[DIRECTIONS]:
Print the part of the spheromak text word for word, starting at the words "In an atomic" and stopping after "of the spheromak.".

[READING PASSAGE]:
(begin)

XYLENE POWER LTD.

SPHEROMAK APPROXIMATION:

By Charles Rhodes, P.Eng., Ph.D.

SPHEROMAK APPROXIMATION:
This web page uses relatively simple approximations to show that net charge circulating around a closed path forms the field energy density distribution required for the existence of a spheromak. A more precise mathematical proof of spheromak wall position stability is developed on the web page titled:THEORETICAL SPHEROMAK. The electric and magnetic fields of a spheromak maintain its quasi-toroidal geometry and to hold a stable amount of energy.

A spheromak quasi-toroid has a major axis and a minor axis. The spheromak's circulting current follows a closed spiral path which is characterized by Np turns around the quasi-toroid's major axis and by Nt turns around the quasi-toroid's minor axis. This current path has the quasi-toroidal shape of the glaze on a doughnut and is referred to as the spheromak wall. Inside the spheromak wall the magnetic field is toroidal. Outside the spheromak wall the magnetic field is poloidal. Inside the spheromak wall the electric field for an isolated spheromak is zero. Outside the spheromak wall the electric field for an isolated spheromak is normal to the spheromak surface. Within the core of the spheromak the electric field components parallel to the equitorial plane cancel. In the far field the electric field is nearly spherically radial. The spacial distribution of the circulating charge is constant over time. Hence the electric and magnetic field geometry is constant over time.

The spheromak field structure allows semi-stable plasma spheromaks and discrete stable atomic charged particles to exist and act as stores of energy.
 

ATOMIC PARTICLE SPHEROMAKS:
Atomic particle spheromaks have a quantized charge that superficially appears to be at rest with respect to an inertial observer. Isolated stable atomic particles such as electrons and protons hold specific amounts of energy (rest mass). When these particles aggregate with opposite charged particles the assembly emits photons. This photon emission decreases the total amount of energy in the assembly creating a mutual potential energy well.

In an atomic particle spheromak current moves uniformly around a closed spiral path at the speed of light. The spheromak net charge is uniformly distributed along the current path. The uniform charge distribution along the current path and uniform current cause constant electric and magnetic fields. The time until the current retraces its previous path is (1 / Fh) where Fh is the characteristic frequency of the spheromak.

A real spheromak in free space has a slightly distorted cross section. However, the fields of an atomic particle spheromak may be further distorted by external electric and magnetic fields.

(end)

[DATA SHOWN]:
(begin)

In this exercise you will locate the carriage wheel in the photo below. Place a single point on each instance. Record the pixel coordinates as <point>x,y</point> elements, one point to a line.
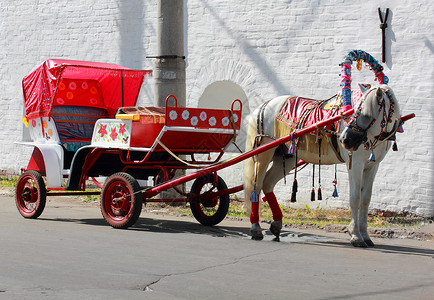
<point>121,201</point>
<point>30,194</point>
<point>212,211</point>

(end)

[THE RESPONSE]:
In an atomic particle spheromak current moves uniformly around a closed spiral path at the speed of light. The spheromak net charge is uniformly distributed along the current path. The uniform charge distribution along the current path and uniform current cause constant electric and magnetic fields. The time until the current retraces its previous path is (1 / Fh) where Fh is the characteristic frequency of the spheromak.